Overview
To concatenate with the state estimation and mapping modules, a 3D motion planning module is designed for real-time path and trajectory generation, where a collision-free and dynamically feasible reference trajectory is generated to guide vehicles maneuver safely towards its desired target.
We focus on the local planning problem, which is solved by Motion primitives (MPs), spanning a local search tree to abstract the continuous state space. We sample on the vehicles’ boundary state constraints and generate the actual motion by solving a boundary value problem. The generated MPs are termed as the boundary state constrained primitives (BSCPs).
we utilize the neural network (NN) to learn the BSCPs solutions offline and approximate them with NN during online optimization. A gradient-free method using the NN and the particle swarm optimization (PSO) is designed to construct a dynamically evolving single layer tree that gradually converges to the optimal local target in the planning. Complex and long-range motions can then be generated by combining the local target with a sampling based global planner. More information please refer to our internal report.

### RECORDED DATA:
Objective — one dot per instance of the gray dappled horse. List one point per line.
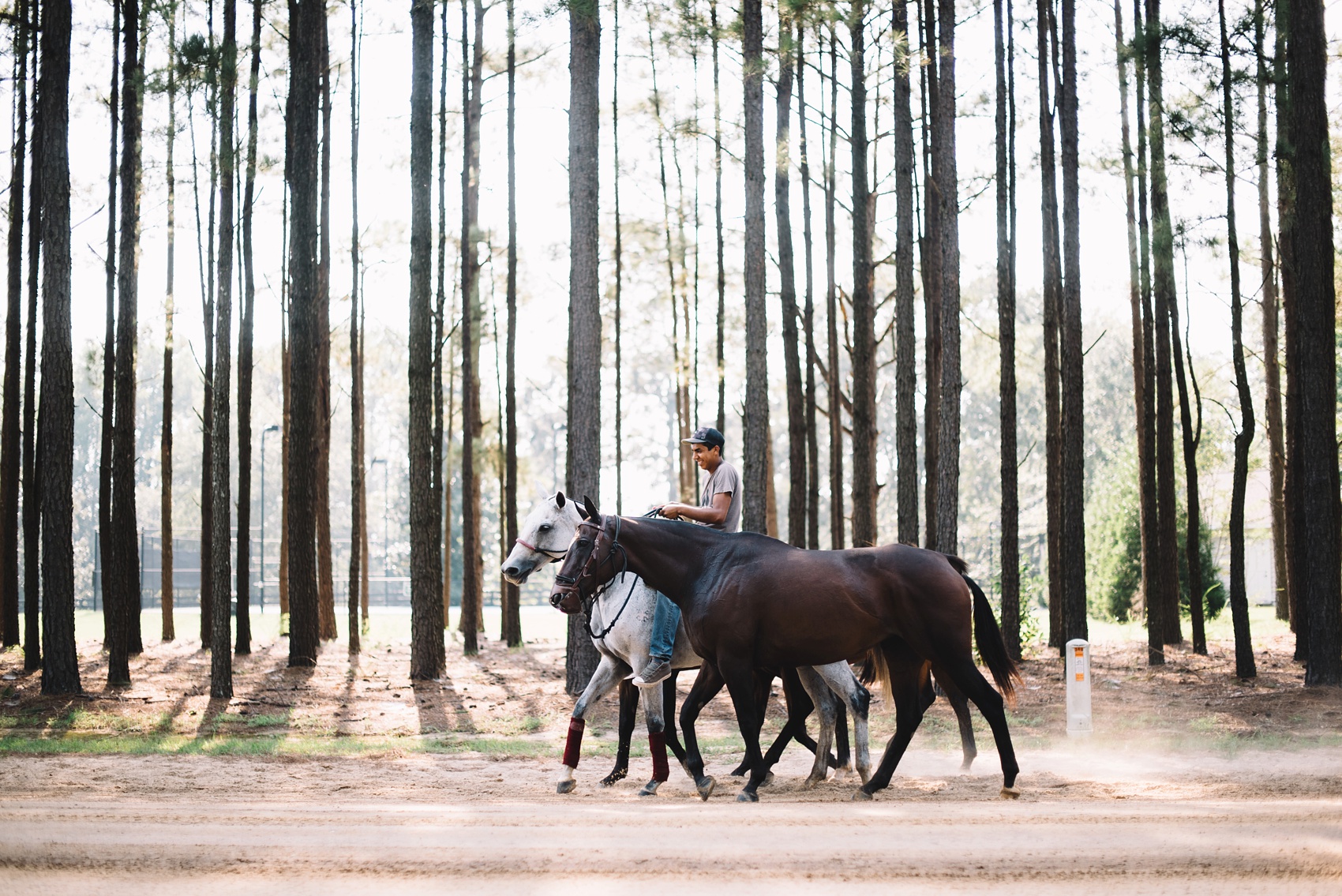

### DIRECTION:
Can you write what comes next in the overview of the 3D motion planning module, starting right after its final sentence?

### WRITTEN ANSWER:
Usage
Installation
Please refer to System Overview page. The us_ws repository is for planning.
Nodes
Put at lease the following section in your launch file in order to use planning.
## mapping
<include file="$(find edt)/launch/edt_ddrone.launch" >
<arg name="system_id" value="$(arg system_id)"/>
</include>
## motion planning
<include file="$(find nndp_cpp)/launch/nndp_ddrone.launch">
<arg name="system_id" value="$(arg system_id)"/>
<arg name="ctrlpred_location" value="$(arg ctrlpred_location)"/>
</include>
## reference generator
<include file="$(find rt_ref_gen)/launch/refgen_ddrone.launch">
<arg name="ctrlpred_location" value="$(arg ctrlpred_location)"/>
If you want to use referece generator only, then add the third block only from the above code in your launch file. Please use the refgen_ddrone.launch as an example to design your own node. As the requirement vairies from different projects.
1. edt_node
Please check out the mapping page.
2. nndp_cpp_node
Subscribed topics
-
/cost_map (edt::CostMap)
cost map from edt_node
-
/dummy/pos_cmd (geometry_msgs::Point)
target waypoints
-
/engage_cmd (std_msgs::Bool)
init planning command
-
/rt_ref_gen/current_state (ommon_msgs::state)
reference feedback
-
/mavros/position/local (geometry_msgs::PoseStamped)
UAV current pose from mavros. Stop subscribing this once after taking off as the feedback will come from the generated reference directly.
Published topics
-
points2 (pcl::PointCloudpcl::PointXYZ)
publish 2d point clouds
-
points_sp (pcl::PointCloudpcl::PointXYZ)
publish stereo point clouds
-
/nndp_cpp/tgt_show (geometry_msgs::PoseStamped)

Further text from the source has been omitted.